ASSIGNMENT: Repeat each entry word for word.

Stored items:
+--

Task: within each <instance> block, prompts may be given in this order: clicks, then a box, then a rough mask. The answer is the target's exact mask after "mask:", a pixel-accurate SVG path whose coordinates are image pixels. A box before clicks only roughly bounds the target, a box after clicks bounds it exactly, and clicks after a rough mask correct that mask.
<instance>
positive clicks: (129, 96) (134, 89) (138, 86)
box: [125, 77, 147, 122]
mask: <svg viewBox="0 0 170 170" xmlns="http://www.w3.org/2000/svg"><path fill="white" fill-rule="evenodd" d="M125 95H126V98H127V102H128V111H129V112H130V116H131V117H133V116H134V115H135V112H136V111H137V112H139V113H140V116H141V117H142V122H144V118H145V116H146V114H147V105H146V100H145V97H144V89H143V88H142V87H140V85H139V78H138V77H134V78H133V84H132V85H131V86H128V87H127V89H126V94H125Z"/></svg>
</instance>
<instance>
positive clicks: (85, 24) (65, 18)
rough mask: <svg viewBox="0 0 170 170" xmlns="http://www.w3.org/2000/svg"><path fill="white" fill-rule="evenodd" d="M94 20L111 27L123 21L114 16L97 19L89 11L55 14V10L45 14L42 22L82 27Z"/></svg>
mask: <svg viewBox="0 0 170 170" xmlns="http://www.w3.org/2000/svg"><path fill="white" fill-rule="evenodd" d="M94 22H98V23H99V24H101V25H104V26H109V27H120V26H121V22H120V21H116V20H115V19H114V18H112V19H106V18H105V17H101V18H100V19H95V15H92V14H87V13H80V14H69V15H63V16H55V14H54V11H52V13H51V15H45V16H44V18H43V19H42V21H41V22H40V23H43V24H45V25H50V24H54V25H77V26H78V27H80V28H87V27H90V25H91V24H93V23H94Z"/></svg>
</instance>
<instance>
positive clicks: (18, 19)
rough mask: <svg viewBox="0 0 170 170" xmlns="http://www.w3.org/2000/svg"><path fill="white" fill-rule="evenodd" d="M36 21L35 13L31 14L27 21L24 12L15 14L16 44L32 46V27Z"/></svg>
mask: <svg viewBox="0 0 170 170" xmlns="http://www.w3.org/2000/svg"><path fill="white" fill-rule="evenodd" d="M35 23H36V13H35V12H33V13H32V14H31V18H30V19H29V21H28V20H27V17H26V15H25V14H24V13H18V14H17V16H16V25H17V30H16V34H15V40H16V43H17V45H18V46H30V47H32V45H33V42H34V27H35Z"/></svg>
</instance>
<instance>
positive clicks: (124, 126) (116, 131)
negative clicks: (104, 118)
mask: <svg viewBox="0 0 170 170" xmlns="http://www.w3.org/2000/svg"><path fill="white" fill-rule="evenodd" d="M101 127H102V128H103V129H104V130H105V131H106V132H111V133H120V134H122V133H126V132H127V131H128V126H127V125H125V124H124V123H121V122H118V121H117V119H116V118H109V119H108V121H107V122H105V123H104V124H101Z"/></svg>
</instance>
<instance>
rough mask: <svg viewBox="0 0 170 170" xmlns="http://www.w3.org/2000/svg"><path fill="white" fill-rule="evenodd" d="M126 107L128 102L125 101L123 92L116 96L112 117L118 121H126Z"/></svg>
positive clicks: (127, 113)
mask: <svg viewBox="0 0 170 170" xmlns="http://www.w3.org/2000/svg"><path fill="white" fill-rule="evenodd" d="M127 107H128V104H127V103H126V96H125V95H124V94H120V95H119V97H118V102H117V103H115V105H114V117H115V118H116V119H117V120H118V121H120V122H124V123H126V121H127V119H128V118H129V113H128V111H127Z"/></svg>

+--

SOLUTION:
Task: within each <instance> block, prompts may be given in this order: clicks, then a box, then a rough mask. The answer is the target's exact mask after "mask:", a pixel-accurate SVG path whose coordinates are image pixels. A box before clicks only roughly bounds the target, a box after clicks bounds it exactly, and clicks after a rough mask correct that mask.
<instance>
positive clicks: (129, 96) (134, 89) (138, 86)
box: [125, 77, 147, 122]
mask: <svg viewBox="0 0 170 170" xmlns="http://www.w3.org/2000/svg"><path fill="white" fill-rule="evenodd" d="M125 95H126V98H127V102H128V111H129V112H130V116H131V117H133V116H134V115H135V112H136V111H137V112H139V113H140V116H141V117H142V122H144V118H145V116H146V114H147V105H146V100H145V97H144V89H143V88H142V87H140V85H139V78H138V77H134V78H133V84H132V85H131V86H128V87H127V89H126V94H125Z"/></svg>
</instance>
<instance>
positive clicks: (85, 24) (65, 18)
rough mask: <svg viewBox="0 0 170 170" xmlns="http://www.w3.org/2000/svg"><path fill="white" fill-rule="evenodd" d="M94 20L111 27L123 21L114 16L97 19L89 11L55 14V10L45 14L42 22L82 27Z"/></svg>
mask: <svg viewBox="0 0 170 170" xmlns="http://www.w3.org/2000/svg"><path fill="white" fill-rule="evenodd" d="M94 22H98V23H99V24H101V25H104V26H109V27H120V26H121V22H120V21H116V20H115V19H114V18H112V19H106V18H105V17H101V18H100V19H95V15H92V14H87V13H80V14H69V15H63V16H55V14H54V11H52V13H51V15H45V16H44V18H43V19H42V21H41V22H40V23H43V24H45V25H50V24H54V25H77V26H78V27H80V28H87V27H90V25H91V24H93V23H94Z"/></svg>
</instance>
<instance>
positive clicks: (18, 19)
rough mask: <svg viewBox="0 0 170 170" xmlns="http://www.w3.org/2000/svg"><path fill="white" fill-rule="evenodd" d="M36 21L35 13L31 14L27 21L24 12L15 14L16 44L32 46V27Z"/></svg>
mask: <svg viewBox="0 0 170 170" xmlns="http://www.w3.org/2000/svg"><path fill="white" fill-rule="evenodd" d="M35 23H36V13H35V12H33V13H32V14H31V18H30V19H29V21H28V20H27V17H26V15H25V14H24V13H18V14H17V16H16V25H17V30H16V34H15V40H16V43H17V45H18V46H30V47H32V45H33V42H34V27H35Z"/></svg>
</instance>
<instance>
positive clicks: (124, 126) (116, 131)
negative clicks: (104, 118)
mask: <svg viewBox="0 0 170 170" xmlns="http://www.w3.org/2000/svg"><path fill="white" fill-rule="evenodd" d="M101 127H102V128H103V129H104V130H105V131H106V132H111V133H120V134H122V133H126V132H127V131H128V126H127V125H125V124H124V123H121V122H118V121H117V119H116V118H109V119H108V121H107V122H105V123H104V124H101Z"/></svg>
</instance>
<instance>
rough mask: <svg viewBox="0 0 170 170" xmlns="http://www.w3.org/2000/svg"><path fill="white" fill-rule="evenodd" d="M126 107L128 102L125 101L123 92L116 96L112 117L118 121H126Z"/></svg>
positive clicks: (127, 113)
mask: <svg viewBox="0 0 170 170" xmlns="http://www.w3.org/2000/svg"><path fill="white" fill-rule="evenodd" d="M127 107H128V104H127V103H126V96H125V95H124V94H120V95H119V97H118V102H117V103H115V105H114V117H115V118H116V119H117V120H118V121H120V122H124V123H126V121H127V119H128V118H129V113H128V111H127Z"/></svg>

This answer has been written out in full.